*TASK SET*:
**1.** Could you transcribe the excerpt on Swift Energy's well results word for word, starting with "Most wells in" and going on through "this key area."?
**2.** Do these statements agree with the excerpt on Swift Energy's well results? Answer yes or no for each, and quote the words from the excerpt that decide it.
(a) Twelve Eagle Ford horizontal wells were completed during the third quarter.
(b) The four-star 18-1 well is operated by Swift Energy.
(c) All wells on the four-well pad were shut in for most of October.
**3.** Can you extend the excerpt on Swift Energy's well results, picking up right after its last sentence?

A second non-operated well, the four-star 18-1, was also completed. Initial production test rates of this well were 1,056 barrels of oil per day and 3 million cubic feet of gas per day with flowing tubing pressure of 4,000 psi on a 30/64-inch choke. We remain encouraged by the strong well results from this area and continue to believe the Austin Chalk project area has the potential to be a meaningful growth area for us. One non-operated well is currently being drilled in the Burr Ferry area and we expect to participate in at least three more wells in this area next year.
Moving on to South Texas, 12 Eagle Ford horizontal wells were completed during the third quarter. In this morning's press release, we included a table highlighting test data from these completions. Swift Energy continues to adjust our completion and production techniques to optimize production. In addition, we continue to benefit from more efficient drilling and completion times as we move past appraisal mode and into development mode in some areas.
As Terry mentioned earlier, we did experience some unexpected delays during the completion of a four-well pad project in the FMR area in northern McMullen County. The first delay was related to the simultaneous fracking operations themselves, where faulting in the area caused interference between these close-proximity wells, resulting in sticking some tools downhole. The second and more significant delay, was related to the unexpectedly low GORs of the Eagle Ford wells compared to offset SMR Eagle Ford locations, as well as the greater northern AWP area of McMullen County.
Most wells in these areas have of GORs 1,000 to 2,000 to 1. These wells had GORs of about 600 to 1. That is requiring us to move much more quickly than planned on our tubing installation and gas lift operations. Due to the close proximity of the wells on this four-well pad, we were required to shut in all wells on the pad for most of October to conduct these operations, thus delaying production from this key area.

*RAW DATA*:
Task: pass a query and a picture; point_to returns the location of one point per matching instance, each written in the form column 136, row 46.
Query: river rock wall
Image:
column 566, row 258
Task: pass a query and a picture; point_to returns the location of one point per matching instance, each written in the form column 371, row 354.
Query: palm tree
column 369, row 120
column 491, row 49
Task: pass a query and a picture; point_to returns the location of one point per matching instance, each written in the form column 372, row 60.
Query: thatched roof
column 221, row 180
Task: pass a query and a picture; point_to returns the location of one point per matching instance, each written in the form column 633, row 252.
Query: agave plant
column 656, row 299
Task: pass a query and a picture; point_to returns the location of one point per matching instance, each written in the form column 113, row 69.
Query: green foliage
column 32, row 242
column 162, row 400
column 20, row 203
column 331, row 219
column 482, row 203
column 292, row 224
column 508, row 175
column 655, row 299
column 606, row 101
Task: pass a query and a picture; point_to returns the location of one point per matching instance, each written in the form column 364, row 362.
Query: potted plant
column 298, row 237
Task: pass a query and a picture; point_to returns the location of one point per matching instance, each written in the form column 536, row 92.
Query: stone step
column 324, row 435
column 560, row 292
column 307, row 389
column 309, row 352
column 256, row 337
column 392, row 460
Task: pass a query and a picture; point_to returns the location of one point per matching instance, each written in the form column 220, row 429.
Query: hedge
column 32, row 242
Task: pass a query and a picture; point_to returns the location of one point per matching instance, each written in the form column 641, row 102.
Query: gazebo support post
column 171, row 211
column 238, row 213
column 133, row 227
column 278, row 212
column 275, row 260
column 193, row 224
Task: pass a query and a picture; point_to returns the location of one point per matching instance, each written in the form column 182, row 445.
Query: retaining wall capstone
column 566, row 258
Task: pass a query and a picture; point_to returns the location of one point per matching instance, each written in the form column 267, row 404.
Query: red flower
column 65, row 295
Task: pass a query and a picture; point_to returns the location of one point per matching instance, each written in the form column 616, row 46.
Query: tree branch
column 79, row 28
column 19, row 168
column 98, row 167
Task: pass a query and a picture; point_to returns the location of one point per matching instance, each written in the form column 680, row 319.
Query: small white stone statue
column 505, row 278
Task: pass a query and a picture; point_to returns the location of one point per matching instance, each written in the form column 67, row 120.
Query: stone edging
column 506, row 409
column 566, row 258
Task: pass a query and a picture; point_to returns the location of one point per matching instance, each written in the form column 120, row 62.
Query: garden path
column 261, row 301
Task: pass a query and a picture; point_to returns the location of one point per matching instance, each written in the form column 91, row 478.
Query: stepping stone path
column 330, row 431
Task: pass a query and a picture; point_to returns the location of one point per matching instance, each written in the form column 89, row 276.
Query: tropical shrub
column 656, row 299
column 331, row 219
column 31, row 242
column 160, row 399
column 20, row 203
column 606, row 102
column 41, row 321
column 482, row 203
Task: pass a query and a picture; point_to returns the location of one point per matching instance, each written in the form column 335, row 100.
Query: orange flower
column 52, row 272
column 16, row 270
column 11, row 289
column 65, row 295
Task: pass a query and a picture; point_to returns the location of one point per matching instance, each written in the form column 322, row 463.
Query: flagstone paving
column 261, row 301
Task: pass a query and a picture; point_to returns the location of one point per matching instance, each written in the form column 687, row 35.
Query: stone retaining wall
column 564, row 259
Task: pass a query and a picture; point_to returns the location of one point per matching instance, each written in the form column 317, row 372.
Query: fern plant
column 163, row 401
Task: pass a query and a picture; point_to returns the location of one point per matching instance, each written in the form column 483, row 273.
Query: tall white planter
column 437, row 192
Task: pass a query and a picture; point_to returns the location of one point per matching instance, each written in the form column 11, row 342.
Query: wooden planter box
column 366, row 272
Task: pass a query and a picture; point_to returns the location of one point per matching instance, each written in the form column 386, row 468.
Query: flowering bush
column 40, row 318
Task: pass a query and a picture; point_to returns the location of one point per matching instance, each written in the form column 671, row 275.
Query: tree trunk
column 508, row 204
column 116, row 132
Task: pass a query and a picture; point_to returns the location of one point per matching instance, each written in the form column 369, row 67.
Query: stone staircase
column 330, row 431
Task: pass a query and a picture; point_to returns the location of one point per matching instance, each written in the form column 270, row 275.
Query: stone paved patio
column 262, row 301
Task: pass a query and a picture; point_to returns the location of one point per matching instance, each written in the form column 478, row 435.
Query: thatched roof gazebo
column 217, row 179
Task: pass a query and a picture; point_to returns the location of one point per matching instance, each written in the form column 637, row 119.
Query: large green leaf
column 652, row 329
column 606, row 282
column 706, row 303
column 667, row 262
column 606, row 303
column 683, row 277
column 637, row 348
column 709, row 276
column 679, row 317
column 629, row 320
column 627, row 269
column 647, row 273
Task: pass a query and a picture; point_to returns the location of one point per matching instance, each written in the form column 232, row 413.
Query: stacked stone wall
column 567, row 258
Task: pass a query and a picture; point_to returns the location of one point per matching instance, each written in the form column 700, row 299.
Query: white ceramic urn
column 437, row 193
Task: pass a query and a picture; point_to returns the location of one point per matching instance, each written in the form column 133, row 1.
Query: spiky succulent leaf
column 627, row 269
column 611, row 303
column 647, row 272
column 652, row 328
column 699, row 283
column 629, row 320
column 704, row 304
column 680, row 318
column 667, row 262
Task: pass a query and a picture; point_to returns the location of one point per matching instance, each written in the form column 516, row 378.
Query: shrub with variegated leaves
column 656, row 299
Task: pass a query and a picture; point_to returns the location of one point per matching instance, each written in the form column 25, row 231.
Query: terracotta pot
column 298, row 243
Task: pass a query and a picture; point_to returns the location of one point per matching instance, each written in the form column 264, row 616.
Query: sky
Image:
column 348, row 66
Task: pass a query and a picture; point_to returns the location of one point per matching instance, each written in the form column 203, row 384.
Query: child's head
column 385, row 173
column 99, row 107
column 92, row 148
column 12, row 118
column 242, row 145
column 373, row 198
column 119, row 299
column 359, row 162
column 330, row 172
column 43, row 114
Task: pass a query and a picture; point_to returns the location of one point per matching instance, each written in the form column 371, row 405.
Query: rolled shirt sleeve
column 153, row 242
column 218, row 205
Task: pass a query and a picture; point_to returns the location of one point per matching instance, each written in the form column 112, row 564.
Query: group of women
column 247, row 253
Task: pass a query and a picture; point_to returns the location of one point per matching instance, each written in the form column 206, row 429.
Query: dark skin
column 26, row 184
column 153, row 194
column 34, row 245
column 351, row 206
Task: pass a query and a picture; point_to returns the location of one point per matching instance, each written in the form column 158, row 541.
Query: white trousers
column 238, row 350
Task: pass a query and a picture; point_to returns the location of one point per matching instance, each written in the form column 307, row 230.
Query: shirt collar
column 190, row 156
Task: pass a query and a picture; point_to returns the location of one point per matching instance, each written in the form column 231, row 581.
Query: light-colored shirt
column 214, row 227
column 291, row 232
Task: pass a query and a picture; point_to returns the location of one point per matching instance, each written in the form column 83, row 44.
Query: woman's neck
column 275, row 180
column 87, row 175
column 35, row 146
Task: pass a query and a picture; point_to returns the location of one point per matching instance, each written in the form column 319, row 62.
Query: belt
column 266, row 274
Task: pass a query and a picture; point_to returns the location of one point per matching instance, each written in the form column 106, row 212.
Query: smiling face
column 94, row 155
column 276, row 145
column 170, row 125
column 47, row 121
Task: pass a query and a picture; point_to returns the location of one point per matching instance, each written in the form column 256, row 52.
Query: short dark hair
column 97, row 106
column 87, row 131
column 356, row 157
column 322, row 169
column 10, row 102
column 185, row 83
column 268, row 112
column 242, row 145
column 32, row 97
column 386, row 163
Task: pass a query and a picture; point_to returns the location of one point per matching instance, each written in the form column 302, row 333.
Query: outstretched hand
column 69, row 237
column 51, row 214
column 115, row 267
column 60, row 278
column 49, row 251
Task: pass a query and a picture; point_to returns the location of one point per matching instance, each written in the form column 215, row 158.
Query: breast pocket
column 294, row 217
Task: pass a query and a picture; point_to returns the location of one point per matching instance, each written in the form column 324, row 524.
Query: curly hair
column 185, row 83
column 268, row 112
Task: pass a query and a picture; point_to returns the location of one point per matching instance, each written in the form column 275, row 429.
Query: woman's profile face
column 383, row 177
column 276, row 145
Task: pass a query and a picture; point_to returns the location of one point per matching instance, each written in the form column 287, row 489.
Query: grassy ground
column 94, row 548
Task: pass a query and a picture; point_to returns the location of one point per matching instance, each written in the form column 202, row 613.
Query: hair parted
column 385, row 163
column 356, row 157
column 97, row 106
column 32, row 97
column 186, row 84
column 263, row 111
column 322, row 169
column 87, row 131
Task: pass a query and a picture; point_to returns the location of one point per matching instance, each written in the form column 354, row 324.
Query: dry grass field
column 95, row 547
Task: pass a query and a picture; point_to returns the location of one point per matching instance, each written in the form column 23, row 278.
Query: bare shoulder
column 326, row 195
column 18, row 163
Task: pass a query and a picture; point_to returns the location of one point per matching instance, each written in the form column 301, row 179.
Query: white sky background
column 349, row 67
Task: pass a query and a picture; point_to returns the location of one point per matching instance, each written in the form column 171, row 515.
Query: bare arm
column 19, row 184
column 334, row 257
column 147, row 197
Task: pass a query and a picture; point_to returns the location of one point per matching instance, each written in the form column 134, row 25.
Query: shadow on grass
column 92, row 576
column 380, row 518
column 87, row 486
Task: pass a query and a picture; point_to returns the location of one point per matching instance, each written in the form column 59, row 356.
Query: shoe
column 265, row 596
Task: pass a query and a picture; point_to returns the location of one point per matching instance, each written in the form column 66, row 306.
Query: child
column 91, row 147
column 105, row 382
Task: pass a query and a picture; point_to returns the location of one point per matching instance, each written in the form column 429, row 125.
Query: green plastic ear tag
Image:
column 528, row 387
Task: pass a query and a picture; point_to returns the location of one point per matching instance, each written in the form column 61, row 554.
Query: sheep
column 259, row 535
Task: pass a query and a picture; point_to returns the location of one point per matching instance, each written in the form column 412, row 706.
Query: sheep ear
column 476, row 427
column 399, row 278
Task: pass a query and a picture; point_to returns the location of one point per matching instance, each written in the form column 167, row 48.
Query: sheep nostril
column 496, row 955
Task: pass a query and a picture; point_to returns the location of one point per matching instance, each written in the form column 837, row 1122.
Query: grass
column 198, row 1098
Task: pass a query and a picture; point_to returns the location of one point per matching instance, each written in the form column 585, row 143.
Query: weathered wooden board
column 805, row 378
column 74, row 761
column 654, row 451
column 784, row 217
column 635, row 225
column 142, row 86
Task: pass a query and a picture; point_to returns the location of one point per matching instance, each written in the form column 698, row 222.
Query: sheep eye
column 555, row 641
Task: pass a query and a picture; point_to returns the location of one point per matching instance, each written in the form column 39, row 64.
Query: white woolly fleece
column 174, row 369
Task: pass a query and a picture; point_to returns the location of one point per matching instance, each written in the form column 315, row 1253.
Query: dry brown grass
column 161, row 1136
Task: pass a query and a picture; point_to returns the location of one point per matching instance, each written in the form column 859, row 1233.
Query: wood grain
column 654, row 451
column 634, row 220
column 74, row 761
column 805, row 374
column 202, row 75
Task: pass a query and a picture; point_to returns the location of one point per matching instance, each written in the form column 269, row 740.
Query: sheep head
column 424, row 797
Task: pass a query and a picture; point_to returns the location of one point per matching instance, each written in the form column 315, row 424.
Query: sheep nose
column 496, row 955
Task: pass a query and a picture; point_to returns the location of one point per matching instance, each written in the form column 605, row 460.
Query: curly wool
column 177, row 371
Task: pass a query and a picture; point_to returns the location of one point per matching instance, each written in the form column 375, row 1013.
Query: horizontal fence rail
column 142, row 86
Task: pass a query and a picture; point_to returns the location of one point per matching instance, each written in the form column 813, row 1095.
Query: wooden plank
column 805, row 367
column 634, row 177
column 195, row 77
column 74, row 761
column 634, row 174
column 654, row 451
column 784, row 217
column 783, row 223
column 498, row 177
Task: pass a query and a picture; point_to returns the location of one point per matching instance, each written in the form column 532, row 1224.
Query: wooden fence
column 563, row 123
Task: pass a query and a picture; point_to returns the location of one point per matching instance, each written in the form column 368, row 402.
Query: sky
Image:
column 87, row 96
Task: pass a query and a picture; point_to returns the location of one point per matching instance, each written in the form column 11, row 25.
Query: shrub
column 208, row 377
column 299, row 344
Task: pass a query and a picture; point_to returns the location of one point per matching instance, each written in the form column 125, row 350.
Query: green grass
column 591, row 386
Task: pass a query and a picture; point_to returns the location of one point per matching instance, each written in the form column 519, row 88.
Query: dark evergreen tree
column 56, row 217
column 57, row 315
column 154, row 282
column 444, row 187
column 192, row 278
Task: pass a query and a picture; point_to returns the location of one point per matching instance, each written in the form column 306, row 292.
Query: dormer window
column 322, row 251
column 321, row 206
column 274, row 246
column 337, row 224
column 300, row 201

*ANSWERS*:
**1.**
Most wells in these areas have of GORs 1,000 to 2,000 to 1. These wells had GORs of about 600 to 1. That is requiring us to move much more quickly than planned on our tubing installation and gas lift operations. Due to the close proximity of the wells on this four-well pad, we were required to shut in all wells on the pad for most of October to conduct these operations, thus delaying production from this key area.

**2.**
(a) Yes: "12 Eagle Ford horizontal wells were completed during the third quarter."
(b) No: "A second non-operated well, the four-star 18-1, was also completed."
(c) Yes: "we were required to shut in all wells on the pad for most of October"

**3.**
While the lower GORs of these wells were below original forecasts, we did achieve expected initial oil production rates and still expect these wells to perform well once they are all on gas lift and have tubing installed. As a result of the lessons learned, we have modified our pad fracking operations to ensure that we do not cause this type of pressure interference in our pad wells in the future. Especially in areas with known faulting.
A good example of the changes we made can be found in the next two wells in this area that we have recently completed. The McClarty 1H and 2H were recently completed and are currently flowing back at an average stabilized rate of 708 barrels of oil per day and 1.3 million cubic feet of gas per day. The GORs in these wells are much more in line with our model expectations throughout northern AWP area.
As we have pointed out, we have reduced our South Texas drilling activity to three rigs, down from the six. Primarily to better align our spending levels with cash flows. This reduced pace of drilling has allowed our asset team to spend more time evaluating existing wells and developing production optimization programs based on historical production data.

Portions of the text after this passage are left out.